**Exercise:** Among the entries that follow, find the lines containing the string "shelter" and copy them.
[Exercise data Boundary: Start]
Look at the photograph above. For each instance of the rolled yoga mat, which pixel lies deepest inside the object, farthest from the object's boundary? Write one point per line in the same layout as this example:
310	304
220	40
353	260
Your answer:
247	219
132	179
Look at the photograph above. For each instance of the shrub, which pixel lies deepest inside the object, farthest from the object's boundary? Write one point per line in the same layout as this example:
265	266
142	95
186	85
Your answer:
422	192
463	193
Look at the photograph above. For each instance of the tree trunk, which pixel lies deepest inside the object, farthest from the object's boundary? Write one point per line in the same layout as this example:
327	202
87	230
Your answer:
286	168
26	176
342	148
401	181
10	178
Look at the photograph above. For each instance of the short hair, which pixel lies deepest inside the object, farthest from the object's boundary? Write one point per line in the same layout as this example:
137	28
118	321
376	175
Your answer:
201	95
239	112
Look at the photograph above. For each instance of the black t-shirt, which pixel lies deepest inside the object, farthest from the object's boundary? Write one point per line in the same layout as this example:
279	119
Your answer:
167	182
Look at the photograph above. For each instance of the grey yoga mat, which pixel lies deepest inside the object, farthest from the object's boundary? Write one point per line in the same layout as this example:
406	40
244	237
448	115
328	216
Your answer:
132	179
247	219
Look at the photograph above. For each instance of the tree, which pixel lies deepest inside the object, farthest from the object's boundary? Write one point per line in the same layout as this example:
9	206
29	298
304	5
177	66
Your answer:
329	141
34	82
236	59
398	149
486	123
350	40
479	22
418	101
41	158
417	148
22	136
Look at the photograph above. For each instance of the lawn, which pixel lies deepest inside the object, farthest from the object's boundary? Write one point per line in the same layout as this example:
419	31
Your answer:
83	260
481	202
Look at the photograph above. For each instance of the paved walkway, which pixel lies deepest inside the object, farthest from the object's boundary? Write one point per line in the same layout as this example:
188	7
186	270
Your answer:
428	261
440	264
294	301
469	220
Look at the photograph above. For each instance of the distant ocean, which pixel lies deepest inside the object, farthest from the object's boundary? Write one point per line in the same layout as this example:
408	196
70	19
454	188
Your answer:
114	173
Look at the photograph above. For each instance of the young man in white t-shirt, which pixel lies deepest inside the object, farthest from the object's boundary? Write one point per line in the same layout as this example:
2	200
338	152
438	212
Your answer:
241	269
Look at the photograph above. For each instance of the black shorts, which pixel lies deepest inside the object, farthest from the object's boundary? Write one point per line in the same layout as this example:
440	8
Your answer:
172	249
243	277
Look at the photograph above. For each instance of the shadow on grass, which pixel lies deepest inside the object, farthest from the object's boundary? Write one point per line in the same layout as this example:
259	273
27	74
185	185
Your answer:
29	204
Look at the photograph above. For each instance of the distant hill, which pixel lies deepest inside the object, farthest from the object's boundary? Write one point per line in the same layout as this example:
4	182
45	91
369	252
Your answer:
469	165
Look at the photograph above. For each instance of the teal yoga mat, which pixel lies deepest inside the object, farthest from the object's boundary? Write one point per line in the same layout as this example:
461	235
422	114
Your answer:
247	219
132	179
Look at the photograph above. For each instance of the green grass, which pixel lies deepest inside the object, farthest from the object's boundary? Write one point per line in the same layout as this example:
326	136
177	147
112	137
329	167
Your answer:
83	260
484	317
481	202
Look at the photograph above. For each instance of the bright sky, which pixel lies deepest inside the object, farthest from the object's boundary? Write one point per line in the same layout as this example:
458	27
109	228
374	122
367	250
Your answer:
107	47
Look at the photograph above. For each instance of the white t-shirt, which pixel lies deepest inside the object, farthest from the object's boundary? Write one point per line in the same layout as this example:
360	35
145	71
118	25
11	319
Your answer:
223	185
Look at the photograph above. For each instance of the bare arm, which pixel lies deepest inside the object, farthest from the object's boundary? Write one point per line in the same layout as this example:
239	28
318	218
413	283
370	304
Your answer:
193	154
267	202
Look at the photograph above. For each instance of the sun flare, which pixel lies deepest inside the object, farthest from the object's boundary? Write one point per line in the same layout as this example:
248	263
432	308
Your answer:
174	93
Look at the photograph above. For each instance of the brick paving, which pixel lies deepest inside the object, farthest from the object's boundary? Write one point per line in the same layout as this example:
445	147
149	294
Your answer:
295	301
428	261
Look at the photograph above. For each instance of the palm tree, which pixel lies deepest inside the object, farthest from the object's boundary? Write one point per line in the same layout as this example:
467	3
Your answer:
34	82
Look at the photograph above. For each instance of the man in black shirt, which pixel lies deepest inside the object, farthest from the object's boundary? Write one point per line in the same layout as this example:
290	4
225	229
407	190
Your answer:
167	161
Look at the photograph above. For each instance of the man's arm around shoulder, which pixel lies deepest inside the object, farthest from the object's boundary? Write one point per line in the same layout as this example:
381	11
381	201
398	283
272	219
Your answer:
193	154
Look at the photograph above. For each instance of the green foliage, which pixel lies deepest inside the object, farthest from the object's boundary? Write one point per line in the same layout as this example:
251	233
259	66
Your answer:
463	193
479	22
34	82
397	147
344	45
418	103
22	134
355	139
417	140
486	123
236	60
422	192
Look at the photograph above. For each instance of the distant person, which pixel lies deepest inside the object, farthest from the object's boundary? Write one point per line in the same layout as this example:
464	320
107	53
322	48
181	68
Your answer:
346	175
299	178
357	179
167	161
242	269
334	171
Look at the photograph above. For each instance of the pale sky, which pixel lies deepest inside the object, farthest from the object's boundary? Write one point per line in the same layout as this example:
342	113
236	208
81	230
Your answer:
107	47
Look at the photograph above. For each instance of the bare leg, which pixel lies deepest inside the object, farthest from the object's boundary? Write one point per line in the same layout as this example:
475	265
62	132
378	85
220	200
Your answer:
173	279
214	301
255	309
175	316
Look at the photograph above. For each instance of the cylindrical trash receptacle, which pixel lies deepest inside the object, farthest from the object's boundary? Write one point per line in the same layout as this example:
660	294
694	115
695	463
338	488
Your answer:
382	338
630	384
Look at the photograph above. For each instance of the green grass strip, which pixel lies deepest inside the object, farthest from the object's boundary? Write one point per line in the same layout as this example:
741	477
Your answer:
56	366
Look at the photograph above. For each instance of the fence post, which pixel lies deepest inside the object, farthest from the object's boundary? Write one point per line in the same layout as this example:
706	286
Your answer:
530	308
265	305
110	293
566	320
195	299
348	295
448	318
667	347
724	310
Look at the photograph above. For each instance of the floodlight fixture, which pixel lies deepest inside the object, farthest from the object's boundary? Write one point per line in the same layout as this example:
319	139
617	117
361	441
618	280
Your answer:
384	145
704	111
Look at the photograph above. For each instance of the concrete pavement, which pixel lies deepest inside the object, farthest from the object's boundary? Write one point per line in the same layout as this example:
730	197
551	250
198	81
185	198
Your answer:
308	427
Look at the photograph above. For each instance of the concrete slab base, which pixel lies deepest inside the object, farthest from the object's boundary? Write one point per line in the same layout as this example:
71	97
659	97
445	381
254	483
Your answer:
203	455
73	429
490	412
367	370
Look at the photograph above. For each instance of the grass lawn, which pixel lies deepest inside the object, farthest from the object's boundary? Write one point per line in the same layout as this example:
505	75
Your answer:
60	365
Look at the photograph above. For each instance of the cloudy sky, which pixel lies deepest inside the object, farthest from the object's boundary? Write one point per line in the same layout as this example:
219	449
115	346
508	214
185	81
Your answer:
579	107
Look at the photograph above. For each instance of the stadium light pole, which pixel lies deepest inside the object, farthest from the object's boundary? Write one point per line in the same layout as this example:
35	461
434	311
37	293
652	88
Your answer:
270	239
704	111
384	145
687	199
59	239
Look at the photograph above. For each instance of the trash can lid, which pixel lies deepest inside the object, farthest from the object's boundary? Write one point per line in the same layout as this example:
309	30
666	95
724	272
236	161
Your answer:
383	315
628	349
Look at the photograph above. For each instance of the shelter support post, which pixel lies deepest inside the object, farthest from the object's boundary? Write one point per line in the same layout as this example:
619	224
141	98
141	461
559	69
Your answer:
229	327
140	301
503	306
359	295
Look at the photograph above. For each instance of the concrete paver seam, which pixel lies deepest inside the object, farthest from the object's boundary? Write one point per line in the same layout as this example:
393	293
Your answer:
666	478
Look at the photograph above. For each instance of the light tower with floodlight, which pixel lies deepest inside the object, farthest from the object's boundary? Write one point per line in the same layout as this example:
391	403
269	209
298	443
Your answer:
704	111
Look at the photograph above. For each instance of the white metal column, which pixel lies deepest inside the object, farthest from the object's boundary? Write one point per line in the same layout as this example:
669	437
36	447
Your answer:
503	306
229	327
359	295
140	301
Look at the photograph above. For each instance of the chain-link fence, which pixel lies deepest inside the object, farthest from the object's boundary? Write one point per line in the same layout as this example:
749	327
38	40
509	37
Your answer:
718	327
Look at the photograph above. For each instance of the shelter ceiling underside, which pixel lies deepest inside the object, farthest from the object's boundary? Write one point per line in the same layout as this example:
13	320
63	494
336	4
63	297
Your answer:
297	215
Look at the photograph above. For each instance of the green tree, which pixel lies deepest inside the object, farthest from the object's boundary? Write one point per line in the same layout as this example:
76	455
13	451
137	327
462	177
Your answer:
[Exercise data Boundary: End]
**Exercise result:**
Look at the photograph above. For each instance of the shelter support post, which pixel lies deepest inside the object, farthest from the object's boundary? Write one point per line in the same layout as this example:
Look at the photograph above. For each instance of the shelter ceiling underside, which pixel lies deepest inside the object, farthest from the object's boundary? Write one point per line in the same layout as this example:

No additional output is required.